■ Exercise description: Extract every line of the data below verbatim, changing and omitting nothing.

■ Records to use:
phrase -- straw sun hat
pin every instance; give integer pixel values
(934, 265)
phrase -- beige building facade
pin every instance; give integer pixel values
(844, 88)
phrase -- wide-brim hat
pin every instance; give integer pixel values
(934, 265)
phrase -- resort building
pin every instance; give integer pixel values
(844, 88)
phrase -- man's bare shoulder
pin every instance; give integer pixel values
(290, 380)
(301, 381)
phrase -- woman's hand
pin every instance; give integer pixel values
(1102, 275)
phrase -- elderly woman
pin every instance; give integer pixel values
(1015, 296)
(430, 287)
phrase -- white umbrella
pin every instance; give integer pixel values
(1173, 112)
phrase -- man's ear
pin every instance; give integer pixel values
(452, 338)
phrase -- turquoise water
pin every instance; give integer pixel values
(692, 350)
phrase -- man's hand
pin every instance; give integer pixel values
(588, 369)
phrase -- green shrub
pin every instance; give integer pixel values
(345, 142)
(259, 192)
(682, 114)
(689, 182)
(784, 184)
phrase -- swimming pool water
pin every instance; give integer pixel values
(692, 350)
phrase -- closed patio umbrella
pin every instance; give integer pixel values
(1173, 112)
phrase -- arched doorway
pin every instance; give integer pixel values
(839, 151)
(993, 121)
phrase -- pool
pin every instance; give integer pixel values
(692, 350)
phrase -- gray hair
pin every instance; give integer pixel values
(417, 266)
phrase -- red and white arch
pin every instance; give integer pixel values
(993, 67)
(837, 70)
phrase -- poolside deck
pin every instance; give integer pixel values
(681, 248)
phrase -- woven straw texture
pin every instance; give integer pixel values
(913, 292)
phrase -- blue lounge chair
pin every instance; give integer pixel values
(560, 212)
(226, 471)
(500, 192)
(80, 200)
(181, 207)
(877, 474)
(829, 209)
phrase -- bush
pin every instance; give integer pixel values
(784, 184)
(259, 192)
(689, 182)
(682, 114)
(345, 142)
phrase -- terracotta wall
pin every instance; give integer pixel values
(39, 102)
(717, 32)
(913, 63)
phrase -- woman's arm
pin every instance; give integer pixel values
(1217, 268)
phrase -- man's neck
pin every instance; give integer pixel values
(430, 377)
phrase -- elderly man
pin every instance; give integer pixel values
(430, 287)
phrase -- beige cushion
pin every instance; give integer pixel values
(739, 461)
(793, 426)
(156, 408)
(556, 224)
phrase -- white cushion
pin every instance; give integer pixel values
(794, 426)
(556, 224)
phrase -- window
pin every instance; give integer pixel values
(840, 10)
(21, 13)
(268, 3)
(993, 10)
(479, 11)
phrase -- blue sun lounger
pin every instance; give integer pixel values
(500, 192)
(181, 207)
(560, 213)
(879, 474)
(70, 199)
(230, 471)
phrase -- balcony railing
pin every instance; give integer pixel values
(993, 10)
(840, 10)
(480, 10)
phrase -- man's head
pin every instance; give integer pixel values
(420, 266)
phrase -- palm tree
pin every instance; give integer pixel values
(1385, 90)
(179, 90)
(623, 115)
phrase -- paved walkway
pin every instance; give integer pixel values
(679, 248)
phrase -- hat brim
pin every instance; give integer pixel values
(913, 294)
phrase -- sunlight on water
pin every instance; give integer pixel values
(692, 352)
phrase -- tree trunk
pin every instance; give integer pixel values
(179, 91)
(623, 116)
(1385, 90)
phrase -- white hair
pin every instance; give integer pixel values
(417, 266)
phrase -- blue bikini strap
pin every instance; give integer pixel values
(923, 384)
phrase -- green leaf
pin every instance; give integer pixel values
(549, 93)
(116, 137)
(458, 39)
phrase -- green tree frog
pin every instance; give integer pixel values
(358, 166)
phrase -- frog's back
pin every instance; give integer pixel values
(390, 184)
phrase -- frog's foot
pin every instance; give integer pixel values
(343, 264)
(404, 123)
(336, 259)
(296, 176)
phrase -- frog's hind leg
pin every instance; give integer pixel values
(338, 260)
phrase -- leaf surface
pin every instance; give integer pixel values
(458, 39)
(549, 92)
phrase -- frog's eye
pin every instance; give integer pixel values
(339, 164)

■ Result of the task:
phrase -- straw sun hat
pin every instance; give integer pixel values
(934, 265)
phrase -- beige building facade
pin every instance; give integer pixel values
(844, 88)
phrase -- wide-brim hat
pin every instance; give integer pixel values
(934, 265)
phrase -- resort building
pin every instance; give integer pixel values
(844, 88)
phrase -- man's bare shoulder
pin every instance; give integer pixel values
(290, 380)
(301, 381)
phrase -- woman's hand
pin every instance; give integer pixel values
(1102, 275)
phrase -- elderly woman
pin every instance; give integer pixel values
(1015, 296)
(430, 287)
phrase -- white umbrella
pin every instance; give integer pixel values
(1173, 112)
phrase -- man's ear
pin every instance; give integer pixel values
(452, 338)
phrase -- turquoise water
pin every instance; give integer pixel values
(692, 350)
phrase -- man's hand
pin every instance; give integer pixel values
(588, 369)
phrase -- green shrub
pin every instance; give integer pixel values
(345, 142)
(259, 192)
(682, 114)
(689, 182)
(784, 184)
phrase -- swimming pool water
pin every instance; give integer pixel values
(692, 350)
phrase -- closed patio umbrella
pin every instance; give integer pixel values
(1173, 112)
phrase -- arched doorway
pin every instance; give integer pixel values
(839, 151)
(993, 121)
phrase -- pool
pin every instance; give integer pixel values
(692, 350)
phrase -- gray hair
pin every instance; give integer pixel values
(417, 266)
phrase -- red and white arch
pin every instance; give integer pixel values
(993, 67)
(837, 70)
phrase -- poolside deck
pin every instance; give integer pixel values
(681, 248)
phrase -- woven straw texture
pin every instance; give integer pixel values
(913, 292)
phrase -- blue lounge chair
pin every instance; give integer pixel values
(560, 212)
(226, 471)
(500, 192)
(80, 200)
(181, 207)
(877, 474)
(829, 209)
phrase -- bush
pin every instance; give integer pixel values
(784, 184)
(259, 192)
(689, 182)
(682, 114)
(345, 142)
phrase -- terracotta wall
pin every instance; give integer pixel values
(39, 102)
(717, 32)
(913, 63)
phrase -- woman's arm
pin every instance; give integer pixel values
(1217, 268)
phrase -- man's neck
pin every instance; give integer pixel values
(430, 377)
phrase -- elderly man
pin every instance; give integer pixel values
(430, 287)
phrase -- beige cushion
pin every instance; give integer pixel values
(739, 461)
(793, 426)
(156, 408)
(556, 224)
phrase -- white cushion
pin every instance; give integer pixel values
(794, 426)
(556, 224)
phrase -- window
pin every instance; give integer pixel values
(840, 10)
(21, 13)
(268, 3)
(993, 10)
(479, 11)
phrase -- blue sun lounger
pin every instance; give integer pixel values
(500, 192)
(181, 207)
(560, 213)
(879, 474)
(70, 199)
(230, 471)
phrase -- balcony railing
pin every instance; give integer pixel values
(993, 10)
(840, 10)
(480, 10)
phrase -- man's head
pin every instance; give integer pixel values
(420, 266)
phrase -- palm tree
pin every instance; give integer pixel values
(1385, 90)
(179, 90)
(623, 115)
phrase -- paved walkway
pin every instance; give integer pixel values
(679, 248)
phrase -- hat brim
pin every instance; give integer pixel values
(913, 294)
phrase -- sunlight on water
pin every instance; give integer pixel values
(692, 352)
phrase -- tree trunk
pin every instance; give integer pixel values
(179, 91)
(623, 116)
(1385, 90)
phrase -- white hair
pin every instance; give integer pixel values
(417, 266)
phrase -- blue bikini strap
pin every instance; give integer pixel values
(923, 384)
phrase -- green leaf
pin every instance; give integer pixel values
(549, 93)
(116, 137)
(458, 39)
phrase -- green tree frog
pin every instance; give integer pixel values
(358, 166)
phrase -- frog's back
pin every instance; give integer pixel values
(390, 184)
phrase -- frog's foot
pin every instance; give integer pixel values
(343, 264)
(404, 123)
(336, 259)
(296, 176)
phrase -- frog's hind leg
pin every instance; give integer pixel values
(338, 260)
phrase -- leaf surface
pin every instance; give integer pixel values
(458, 39)
(549, 92)
phrase -- frog's eye
pin every instance; give integer pixel values
(339, 164)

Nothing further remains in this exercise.